*** Opening of TASK MATERIAL ***
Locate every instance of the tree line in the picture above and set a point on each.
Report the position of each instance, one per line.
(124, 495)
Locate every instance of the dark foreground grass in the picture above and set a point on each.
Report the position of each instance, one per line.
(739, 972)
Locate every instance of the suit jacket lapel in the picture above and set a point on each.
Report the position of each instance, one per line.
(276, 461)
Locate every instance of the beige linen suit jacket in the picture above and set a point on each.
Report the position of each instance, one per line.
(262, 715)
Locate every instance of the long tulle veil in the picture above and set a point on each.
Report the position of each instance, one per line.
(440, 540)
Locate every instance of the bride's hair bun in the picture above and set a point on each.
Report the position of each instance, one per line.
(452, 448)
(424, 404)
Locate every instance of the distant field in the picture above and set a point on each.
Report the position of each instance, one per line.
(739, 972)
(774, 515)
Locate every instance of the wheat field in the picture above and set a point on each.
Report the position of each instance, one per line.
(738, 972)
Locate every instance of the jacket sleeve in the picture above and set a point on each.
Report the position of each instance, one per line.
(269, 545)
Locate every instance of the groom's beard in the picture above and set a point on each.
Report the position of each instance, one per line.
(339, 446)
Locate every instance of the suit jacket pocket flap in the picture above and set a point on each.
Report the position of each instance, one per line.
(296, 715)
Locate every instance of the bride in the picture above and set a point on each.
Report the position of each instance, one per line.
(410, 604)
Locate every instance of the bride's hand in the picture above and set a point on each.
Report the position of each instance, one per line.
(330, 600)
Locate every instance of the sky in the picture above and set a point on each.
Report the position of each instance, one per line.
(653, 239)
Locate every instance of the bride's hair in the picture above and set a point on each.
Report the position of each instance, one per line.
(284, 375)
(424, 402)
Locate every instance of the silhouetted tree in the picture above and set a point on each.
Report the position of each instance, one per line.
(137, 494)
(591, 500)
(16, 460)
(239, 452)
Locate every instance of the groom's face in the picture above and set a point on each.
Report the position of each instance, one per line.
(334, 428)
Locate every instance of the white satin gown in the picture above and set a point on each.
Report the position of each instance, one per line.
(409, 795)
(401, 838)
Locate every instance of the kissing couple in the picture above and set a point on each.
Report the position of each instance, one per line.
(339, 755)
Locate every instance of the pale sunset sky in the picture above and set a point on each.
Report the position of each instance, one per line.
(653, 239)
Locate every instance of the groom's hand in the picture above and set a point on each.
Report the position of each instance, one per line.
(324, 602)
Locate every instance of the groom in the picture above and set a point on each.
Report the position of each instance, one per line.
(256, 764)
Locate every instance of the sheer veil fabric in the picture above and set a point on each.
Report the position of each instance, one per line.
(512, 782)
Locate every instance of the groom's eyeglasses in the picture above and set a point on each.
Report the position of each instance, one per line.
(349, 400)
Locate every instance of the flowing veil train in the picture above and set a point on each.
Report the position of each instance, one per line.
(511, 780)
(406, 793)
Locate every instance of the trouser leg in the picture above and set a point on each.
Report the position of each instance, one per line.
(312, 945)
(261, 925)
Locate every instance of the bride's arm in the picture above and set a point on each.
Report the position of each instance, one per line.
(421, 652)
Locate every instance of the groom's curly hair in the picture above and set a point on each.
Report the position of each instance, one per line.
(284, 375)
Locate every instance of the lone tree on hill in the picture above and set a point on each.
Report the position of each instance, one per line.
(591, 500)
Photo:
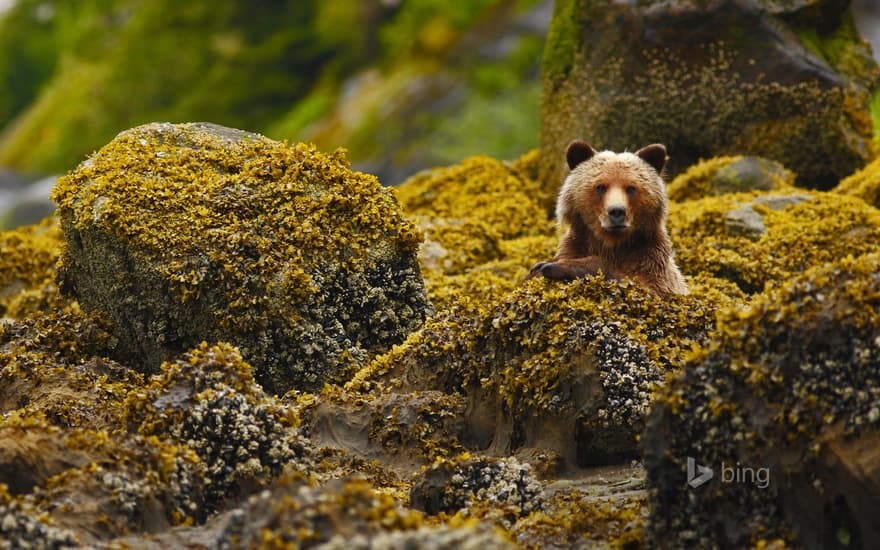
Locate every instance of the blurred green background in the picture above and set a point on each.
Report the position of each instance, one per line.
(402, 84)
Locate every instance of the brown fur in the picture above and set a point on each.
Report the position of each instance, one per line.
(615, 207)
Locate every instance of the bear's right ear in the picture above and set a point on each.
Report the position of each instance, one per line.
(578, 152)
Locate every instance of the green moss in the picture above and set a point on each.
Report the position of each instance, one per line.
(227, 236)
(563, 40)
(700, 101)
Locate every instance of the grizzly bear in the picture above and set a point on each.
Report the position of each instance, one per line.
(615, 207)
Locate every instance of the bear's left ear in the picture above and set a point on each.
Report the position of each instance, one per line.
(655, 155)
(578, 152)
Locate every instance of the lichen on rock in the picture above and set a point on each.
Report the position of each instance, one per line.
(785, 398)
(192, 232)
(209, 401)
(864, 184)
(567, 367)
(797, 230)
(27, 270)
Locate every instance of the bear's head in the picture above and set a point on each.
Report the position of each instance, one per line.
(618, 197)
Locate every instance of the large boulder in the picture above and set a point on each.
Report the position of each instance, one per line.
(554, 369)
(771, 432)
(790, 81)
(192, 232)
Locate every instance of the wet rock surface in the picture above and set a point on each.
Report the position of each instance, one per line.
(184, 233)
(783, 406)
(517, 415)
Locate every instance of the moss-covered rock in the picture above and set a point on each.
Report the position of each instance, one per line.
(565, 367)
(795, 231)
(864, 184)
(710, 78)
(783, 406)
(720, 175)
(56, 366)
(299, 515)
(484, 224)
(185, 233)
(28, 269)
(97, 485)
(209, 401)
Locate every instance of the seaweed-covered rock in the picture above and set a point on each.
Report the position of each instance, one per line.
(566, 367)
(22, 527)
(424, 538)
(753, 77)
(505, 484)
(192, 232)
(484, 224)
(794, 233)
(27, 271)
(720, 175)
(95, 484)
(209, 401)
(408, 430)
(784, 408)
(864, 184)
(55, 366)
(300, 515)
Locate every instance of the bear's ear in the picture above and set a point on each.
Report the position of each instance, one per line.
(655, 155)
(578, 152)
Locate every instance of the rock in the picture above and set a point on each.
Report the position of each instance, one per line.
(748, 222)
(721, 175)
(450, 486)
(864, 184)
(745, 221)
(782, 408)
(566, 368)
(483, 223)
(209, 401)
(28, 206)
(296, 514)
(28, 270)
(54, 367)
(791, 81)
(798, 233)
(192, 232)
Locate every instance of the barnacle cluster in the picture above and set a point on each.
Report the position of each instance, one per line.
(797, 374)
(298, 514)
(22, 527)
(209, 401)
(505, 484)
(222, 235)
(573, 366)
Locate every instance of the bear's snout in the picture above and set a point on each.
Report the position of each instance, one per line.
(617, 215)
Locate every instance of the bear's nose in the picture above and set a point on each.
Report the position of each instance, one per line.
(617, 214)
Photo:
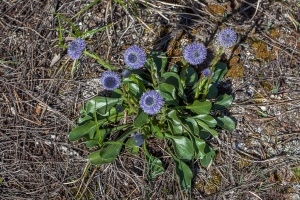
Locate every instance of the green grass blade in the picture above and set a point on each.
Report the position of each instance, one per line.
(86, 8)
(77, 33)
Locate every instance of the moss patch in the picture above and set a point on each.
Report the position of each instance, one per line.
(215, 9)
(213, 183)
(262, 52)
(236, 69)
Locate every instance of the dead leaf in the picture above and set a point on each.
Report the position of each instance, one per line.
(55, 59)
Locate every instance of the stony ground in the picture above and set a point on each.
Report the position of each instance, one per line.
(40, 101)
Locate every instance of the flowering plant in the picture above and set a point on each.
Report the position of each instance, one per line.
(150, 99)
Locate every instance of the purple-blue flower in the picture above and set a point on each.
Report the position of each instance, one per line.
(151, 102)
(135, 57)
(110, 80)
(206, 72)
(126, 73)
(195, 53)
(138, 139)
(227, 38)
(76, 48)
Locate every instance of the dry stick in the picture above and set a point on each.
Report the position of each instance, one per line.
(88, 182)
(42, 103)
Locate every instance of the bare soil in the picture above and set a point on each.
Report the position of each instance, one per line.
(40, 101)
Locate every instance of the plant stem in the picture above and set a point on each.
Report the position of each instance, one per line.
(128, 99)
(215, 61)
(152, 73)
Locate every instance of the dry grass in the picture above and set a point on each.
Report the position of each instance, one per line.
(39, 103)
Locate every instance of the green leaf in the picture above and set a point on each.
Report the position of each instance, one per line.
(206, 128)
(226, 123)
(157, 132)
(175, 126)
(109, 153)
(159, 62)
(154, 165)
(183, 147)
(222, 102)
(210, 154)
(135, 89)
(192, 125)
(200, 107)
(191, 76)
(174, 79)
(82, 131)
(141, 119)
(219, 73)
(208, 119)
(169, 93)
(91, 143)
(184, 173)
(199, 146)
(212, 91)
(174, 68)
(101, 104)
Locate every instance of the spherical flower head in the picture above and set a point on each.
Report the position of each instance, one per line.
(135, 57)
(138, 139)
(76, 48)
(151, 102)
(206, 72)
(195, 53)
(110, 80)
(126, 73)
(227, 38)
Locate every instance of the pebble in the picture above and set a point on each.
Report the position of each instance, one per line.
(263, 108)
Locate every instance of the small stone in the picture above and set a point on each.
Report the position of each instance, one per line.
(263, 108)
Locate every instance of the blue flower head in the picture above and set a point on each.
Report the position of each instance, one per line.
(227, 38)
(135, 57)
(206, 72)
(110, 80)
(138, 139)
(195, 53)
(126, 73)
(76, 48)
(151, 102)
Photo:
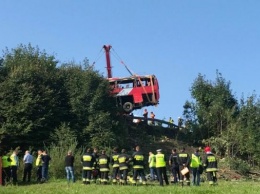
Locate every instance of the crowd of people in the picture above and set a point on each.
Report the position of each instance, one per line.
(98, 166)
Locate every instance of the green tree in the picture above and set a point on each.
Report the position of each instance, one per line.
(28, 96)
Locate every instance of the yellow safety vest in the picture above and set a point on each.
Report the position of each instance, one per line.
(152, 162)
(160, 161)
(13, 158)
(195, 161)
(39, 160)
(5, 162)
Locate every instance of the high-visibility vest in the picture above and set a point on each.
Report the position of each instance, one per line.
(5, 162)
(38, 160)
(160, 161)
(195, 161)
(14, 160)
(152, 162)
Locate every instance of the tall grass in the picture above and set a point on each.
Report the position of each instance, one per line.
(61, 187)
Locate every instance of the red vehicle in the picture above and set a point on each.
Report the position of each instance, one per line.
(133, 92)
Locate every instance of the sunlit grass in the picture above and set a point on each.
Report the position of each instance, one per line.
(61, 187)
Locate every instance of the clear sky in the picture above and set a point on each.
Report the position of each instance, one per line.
*** Close of TASK MATERIAL ***
◆ **PROMPT**: A copy of each line in the data above that holds the string "moss" is needed.

◆ **PROBLEM SOLUTION**:
Locate every instance of the green moss in the picture above and set a point on each.
Locate every instance of the moss-covered rock in the picture above and set a point on each.
Locate every instance of the moss patch in the picture above and set a point on each.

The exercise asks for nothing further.